━━━ Selected passage ━━━
CREATE FUNCTION dbo.get_names_udf (@user_id nvarchar(24))
RETURNS NVARCHAR(500) 
AS
BEGIN
DECLARE
RETURN SELECT dbo.usernames(@user_id))
END
GO

CREATE FUNCTION dbo.get_names_itvf (@user_id nvarchar(24))
RETURNS TABLE 
AS
RETURN
(SELECT name = SELECT dbo.usernames(@user_id))
GO

-- dbo.usernames is a simple scalar function which is defined after both the functions above    

This is how I create all the functions for my DB:

  1. I drop all the functions from sysobjects

  2. I recreate all the functions again.

  3. "the usernames() function is created after both of the above".

When I try to execute all the function creation script - it seems that my iTVF creation fails because it reports that usernames() function isn't there (which is expected because the objects are dropped, as I mentioned above).

Msg 4121, Level 16, State 1, Server XXXXXXXXX, Procedure get_names_itvf, Line 5
Cannot find either column "dbo" or the user-defined function or aggregate "dbo.usernames", or the name is ambiguous.

But for the UDF function it doesn't run into this error.

Is this because how the inline TVF sees the internal results? Or is it how the dependencies are resolved for UDF and iTVF?

I am not sure why this is happening so it would be good to get some guidance/suggestion.

KR,

2

When you`re creating a scalar function you define the return type

CREATE FUNCTION dbo.get_names_udf (@user_id nvarchar(24))
RETURNS NVARCHAR(500) 
AS
BEGIN
RETURN (SELECT dbo.usernames(@user_id))
END
GO

Which was NVARCHAR(500) in this case and SQL server does not need to check the underlying structure of referenced functions/tables as long as knows the return type.
━━━
What you need to do
Copy the SQL functions text from "Which was NVARCHAR(500)" to "the return type.", changing "return type" to "output type" wherever it occurs. The data that comes next has no connection to the text about SQL functions.
━━━ Given material ━━━
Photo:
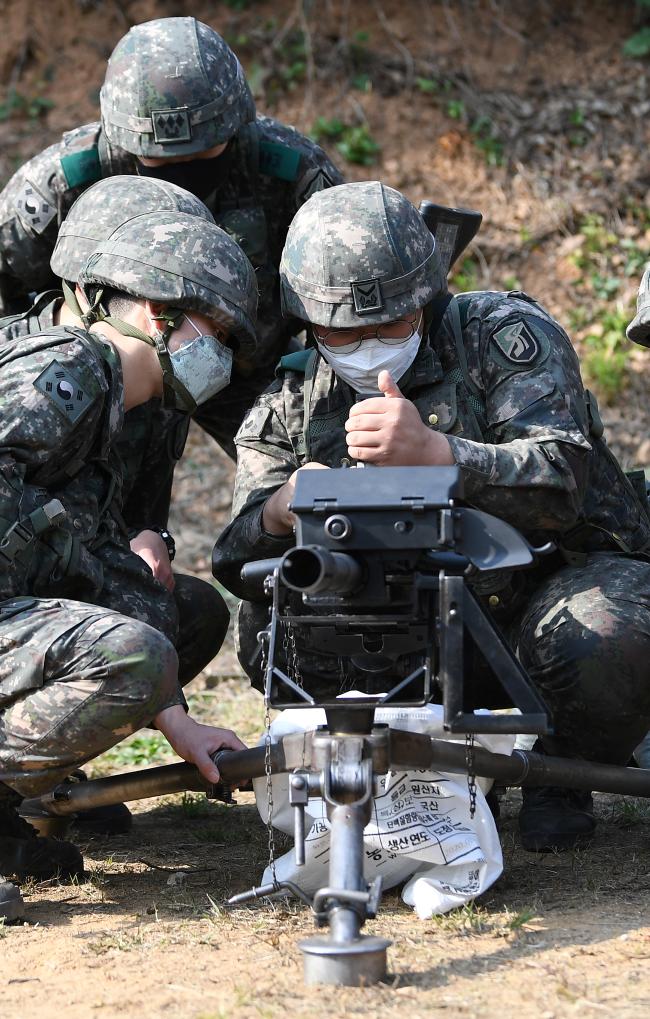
━━━
Correct answer
Which was NVARCHAR(500) in this case and SQL server does not need to check the underlying structure of referenced functions/tables as long as knows the output type.